:: WHAT TO WORK ON ::
Nothing other than the lines from the one containing "Rules: pick out each instance of the vegetable" through the close of the entries below should be printed, each exactly.

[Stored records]
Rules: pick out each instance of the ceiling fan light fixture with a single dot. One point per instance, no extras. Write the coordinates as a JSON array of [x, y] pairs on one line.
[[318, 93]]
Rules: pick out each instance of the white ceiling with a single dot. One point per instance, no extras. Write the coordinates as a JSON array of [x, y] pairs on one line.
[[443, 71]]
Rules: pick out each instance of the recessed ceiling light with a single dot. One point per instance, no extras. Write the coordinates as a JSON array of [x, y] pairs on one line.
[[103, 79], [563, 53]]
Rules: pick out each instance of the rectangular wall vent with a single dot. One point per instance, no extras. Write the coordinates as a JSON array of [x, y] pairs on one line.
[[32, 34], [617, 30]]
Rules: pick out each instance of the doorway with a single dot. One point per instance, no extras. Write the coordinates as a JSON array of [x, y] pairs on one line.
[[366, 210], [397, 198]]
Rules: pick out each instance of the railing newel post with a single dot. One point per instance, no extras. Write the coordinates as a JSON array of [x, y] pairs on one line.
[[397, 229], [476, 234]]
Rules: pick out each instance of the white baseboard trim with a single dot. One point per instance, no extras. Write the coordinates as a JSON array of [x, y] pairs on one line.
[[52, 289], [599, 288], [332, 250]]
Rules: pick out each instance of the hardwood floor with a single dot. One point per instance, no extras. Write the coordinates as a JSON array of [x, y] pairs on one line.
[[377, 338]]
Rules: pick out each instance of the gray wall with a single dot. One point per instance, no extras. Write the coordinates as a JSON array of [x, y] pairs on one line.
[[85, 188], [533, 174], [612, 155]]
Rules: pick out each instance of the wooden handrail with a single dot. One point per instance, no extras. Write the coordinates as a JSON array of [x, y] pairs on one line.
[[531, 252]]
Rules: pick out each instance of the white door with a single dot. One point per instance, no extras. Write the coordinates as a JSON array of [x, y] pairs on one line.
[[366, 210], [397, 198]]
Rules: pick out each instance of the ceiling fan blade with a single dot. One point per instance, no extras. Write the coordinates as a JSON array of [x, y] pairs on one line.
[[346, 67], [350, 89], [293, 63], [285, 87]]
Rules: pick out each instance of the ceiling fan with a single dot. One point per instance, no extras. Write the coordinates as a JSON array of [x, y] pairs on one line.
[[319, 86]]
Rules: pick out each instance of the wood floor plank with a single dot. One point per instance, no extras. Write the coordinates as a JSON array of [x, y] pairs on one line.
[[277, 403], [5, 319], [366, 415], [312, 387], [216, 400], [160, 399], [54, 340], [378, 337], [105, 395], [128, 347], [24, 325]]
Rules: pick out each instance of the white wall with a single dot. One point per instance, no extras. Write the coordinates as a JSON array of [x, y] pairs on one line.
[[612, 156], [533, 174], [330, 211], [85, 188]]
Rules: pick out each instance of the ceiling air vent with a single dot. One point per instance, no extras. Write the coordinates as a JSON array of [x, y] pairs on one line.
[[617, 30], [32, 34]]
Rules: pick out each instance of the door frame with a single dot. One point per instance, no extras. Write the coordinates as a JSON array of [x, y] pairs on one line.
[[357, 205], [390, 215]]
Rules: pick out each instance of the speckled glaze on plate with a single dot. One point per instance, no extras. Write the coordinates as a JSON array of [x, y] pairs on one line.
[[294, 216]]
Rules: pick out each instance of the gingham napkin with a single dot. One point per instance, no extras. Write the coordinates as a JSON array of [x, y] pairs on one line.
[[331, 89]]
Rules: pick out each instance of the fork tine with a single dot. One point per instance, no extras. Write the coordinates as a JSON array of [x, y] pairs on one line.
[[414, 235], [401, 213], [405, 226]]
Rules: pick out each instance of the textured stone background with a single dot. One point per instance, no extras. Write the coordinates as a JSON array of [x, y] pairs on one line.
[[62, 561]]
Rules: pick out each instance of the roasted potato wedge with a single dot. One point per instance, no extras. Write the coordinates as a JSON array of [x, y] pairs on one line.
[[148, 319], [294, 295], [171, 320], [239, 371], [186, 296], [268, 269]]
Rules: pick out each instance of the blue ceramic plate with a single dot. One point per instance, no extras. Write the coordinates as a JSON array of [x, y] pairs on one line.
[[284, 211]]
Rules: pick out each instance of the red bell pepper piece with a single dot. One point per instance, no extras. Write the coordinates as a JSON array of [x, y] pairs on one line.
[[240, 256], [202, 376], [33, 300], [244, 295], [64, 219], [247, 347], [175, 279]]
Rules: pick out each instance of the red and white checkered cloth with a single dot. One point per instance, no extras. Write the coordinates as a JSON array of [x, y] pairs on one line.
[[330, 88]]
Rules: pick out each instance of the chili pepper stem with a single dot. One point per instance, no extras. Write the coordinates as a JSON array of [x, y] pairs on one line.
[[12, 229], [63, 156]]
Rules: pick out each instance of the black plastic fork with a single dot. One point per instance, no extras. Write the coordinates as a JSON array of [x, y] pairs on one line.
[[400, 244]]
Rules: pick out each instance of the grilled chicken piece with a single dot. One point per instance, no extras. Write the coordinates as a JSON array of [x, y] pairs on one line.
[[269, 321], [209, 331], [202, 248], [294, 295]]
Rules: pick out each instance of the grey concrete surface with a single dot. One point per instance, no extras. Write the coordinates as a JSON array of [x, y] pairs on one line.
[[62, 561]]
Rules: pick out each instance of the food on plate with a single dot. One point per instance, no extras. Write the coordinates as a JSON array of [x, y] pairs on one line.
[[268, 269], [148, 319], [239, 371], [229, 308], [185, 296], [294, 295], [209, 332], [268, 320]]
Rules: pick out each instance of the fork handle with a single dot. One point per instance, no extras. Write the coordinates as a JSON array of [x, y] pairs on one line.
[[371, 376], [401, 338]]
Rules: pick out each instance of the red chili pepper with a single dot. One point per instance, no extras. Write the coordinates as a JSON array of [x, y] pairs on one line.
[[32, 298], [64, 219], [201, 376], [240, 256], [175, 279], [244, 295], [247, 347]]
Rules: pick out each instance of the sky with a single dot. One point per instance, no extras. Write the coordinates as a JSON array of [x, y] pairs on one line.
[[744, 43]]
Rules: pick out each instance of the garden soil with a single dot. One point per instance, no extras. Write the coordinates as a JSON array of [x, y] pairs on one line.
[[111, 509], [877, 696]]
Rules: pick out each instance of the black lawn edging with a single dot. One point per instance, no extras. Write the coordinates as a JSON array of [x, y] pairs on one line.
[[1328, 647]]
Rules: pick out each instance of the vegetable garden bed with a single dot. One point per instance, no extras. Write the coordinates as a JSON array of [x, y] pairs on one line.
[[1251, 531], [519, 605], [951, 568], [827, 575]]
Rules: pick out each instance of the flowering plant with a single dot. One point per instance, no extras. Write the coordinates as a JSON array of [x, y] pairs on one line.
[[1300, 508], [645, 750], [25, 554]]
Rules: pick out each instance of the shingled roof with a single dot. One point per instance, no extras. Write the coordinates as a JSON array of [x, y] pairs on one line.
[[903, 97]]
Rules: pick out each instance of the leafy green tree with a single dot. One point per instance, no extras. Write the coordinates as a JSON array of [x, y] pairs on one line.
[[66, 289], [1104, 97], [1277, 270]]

:: ANSWER SPACE ::
Rules: pick out each instance of the vegetable garden bed with a single dot. One point per instance, no extras. Write the coordinates as a JSON array of [x, y] pairs on one line.
[[1251, 531], [519, 605], [951, 568], [827, 575]]
Rules: pick out each instance of the flowering plant with a single dot. One point per instance, no extras. Write the coordinates as a JSON array of [x, y] pairs on one line.
[[1300, 508], [645, 750], [25, 554]]
Rules: pick out each instance of the shingled roof with a single dot. One point per instance, no extras. Write the coordinates as a JSON array of [x, y] pairs on one line.
[[903, 97]]
Rules: pick out each instance of the leafy green tree with a single dot. One point per instance, no extras. Write the coordinates as a JSON array of [x, y] pairs on one line.
[[66, 289], [1104, 97], [1277, 270]]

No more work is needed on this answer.